##### Record extracts #####
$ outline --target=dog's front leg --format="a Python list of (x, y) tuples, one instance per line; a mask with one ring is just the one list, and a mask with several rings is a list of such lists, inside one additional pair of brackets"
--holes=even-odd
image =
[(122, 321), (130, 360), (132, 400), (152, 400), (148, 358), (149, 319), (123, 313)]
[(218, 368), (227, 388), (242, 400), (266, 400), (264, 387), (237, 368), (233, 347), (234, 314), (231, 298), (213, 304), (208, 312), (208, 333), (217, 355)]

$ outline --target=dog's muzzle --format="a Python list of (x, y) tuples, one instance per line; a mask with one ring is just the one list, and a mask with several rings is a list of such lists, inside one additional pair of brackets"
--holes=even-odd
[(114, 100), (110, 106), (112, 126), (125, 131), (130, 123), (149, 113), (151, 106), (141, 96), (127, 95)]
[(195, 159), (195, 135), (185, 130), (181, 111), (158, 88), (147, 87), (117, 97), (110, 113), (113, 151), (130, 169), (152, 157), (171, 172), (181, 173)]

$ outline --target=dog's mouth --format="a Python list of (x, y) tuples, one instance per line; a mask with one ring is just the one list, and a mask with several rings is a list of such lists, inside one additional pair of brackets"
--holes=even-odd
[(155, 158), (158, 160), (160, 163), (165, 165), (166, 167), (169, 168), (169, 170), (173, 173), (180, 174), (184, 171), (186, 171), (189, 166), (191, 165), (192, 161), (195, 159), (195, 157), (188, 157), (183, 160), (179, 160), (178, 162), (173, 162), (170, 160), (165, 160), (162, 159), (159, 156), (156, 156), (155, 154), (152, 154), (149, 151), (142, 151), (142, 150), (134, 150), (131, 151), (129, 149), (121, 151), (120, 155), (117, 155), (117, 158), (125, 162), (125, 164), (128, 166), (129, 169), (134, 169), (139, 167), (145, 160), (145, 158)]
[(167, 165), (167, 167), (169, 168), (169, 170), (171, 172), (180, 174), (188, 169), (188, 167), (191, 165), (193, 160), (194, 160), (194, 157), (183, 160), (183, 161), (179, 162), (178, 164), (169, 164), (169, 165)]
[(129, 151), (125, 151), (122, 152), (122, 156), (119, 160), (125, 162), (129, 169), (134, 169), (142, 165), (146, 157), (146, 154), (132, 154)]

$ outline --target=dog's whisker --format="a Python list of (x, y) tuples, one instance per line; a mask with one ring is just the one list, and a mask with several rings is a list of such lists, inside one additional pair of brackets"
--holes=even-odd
#####
*Required action*
Exactly as written, output the material once more.

*Answer box*
$ outline --target=dog's front leg --format="a Python list of (x, y) tuples, one instance per line; a mask with one ring is just the one list, and a mask with several rings is a list of such lists, inside one additional pair of brackets"
--holes=even-odd
image =
[(122, 321), (130, 360), (132, 400), (152, 400), (148, 358), (149, 319), (123, 313)]
[(218, 368), (227, 388), (242, 400), (266, 400), (264, 387), (237, 368), (233, 347), (234, 314), (231, 298), (213, 304), (208, 312), (208, 333), (217, 355)]

$ outline --target=dog's muzzle --format="a Python list of (x, y) tuples, one instance per line; a mask with one ring is just the one list, and a mask with several rings is a list of such lists, inside one additional pair of brackets"
--holes=even-odd
[(114, 100), (110, 106), (112, 126), (125, 131), (130, 123), (149, 113), (151, 106), (141, 96), (127, 95)]
[(195, 159), (195, 135), (185, 130), (181, 111), (158, 88), (147, 87), (117, 97), (110, 113), (113, 151), (130, 169), (152, 157), (171, 172), (181, 173)]

$ outline --target=dog's mouth --format="a Python list of (x, y) tuples, one instance per line; a mask with one ring is just the one list, and a mask with several rings is a list of such lists, inside one additional pair of brackets"
--holes=even-odd
[(155, 158), (158, 160), (160, 163), (165, 165), (166, 167), (169, 168), (169, 170), (173, 173), (180, 174), (184, 171), (186, 171), (189, 166), (191, 165), (192, 161), (195, 159), (195, 157), (188, 157), (183, 160), (179, 160), (178, 162), (173, 162), (170, 160), (165, 160), (162, 159), (159, 156), (156, 156), (155, 154), (152, 154), (149, 151), (142, 151), (142, 150), (134, 150), (131, 151), (129, 149), (121, 151), (120, 155), (117, 155), (117, 158), (125, 162), (125, 164), (128, 166), (129, 169), (134, 169), (139, 167), (145, 160), (145, 158)]
[(167, 165), (167, 167), (169, 168), (169, 170), (171, 172), (180, 174), (188, 169), (188, 167), (191, 165), (193, 160), (194, 160), (194, 157), (183, 160), (183, 161), (179, 162), (178, 164), (169, 164), (169, 165)]
[(129, 151), (125, 151), (122, 152), (122, 156), (119, 160), (125, 162), (129, 169), (134, 169), (142, 165), (146, 157), (146, 154), (132, 154)]

$ outline --target=dog's whisker --format="a Python list of (x, y) tuples, one instance per line; a mask with one ring is just the one list, and a mask with several rings is a list of such lists, inside one additional pair of brackets"
--holes=even-odd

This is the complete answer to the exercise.